» **TEXTABSCHNITT**:

Es geht um die Versorgung von über 150.000 Menschen im Stadtbezirk Mülheim in akuten Fällen, und auch um die Auswahl, die man hat. Es gibt in Deutschland keine Großstadt mit 150.000 Bürgern, die ohne ein einziges Akutkrankenhaus auskommen es würde und lediglich auf die Versorgung im Umland verweist.
Was wäre denn eine Lösung für die städtischen Kliniken, wenn der Verbund nicht zustande kommen sollte. Weiterhin jedes Jahr 50 Millionen Euro Minus, die letztlich zulasten der Stadtkasse gehen?
Natürlich sind Defizite in dieser Größenordnung nicht tolerierbar. Aber die städtischen Kliniken könnten mit einem verschlankten Angebot und einer Spezialisierung in wenigen Bereichen selber Synergie-Effekte erreichen. Die jetzigen Verluste kommen ja auch dadurch zustande, dass die Häuser nicht ausgelastet sind, unter anderem weil Personal fehlt.

Daten zu Segmentierungsmasken:

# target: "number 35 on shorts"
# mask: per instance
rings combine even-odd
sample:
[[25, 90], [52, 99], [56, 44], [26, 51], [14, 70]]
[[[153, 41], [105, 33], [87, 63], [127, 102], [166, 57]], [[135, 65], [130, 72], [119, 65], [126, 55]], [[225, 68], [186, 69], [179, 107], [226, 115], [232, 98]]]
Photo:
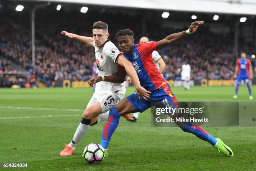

» **ZU ERLEDIGEN**: Geben Sie aus dem Text über die Krankenhausversorgung in Mülheim den Teil wörtlich wieder, der mit den Worten „Was wäre denn“ einsetzt und mit „weil Personal fehlt.“ schließt. Stützen Sie sich ausschließlich auf den Text.

» **ANTWORT**:
Was wäre denn eine Lösung für die städtischen Kliniken, wenn der Verbund nicht zustande kommen sollte. Weiterhin jedes Jahr 50 Millionen Euro Minus, die letztlich zulasten der Stadtkasse gehen?
Natürlich sind Defizite in dieser Größenordnung nicht tolerierbar. Aber die städtischen Kliniken könnten mit einem verschlankten Angebot und einer Spezialisierung in wenigen Bereichen selber Synergie-Effekte erreichen. Die jetzigen Verluste kommen ja auch dadurch zustande, dass die Häuser nicht ausgelastet sind, unter anderem weil Personal fehlt.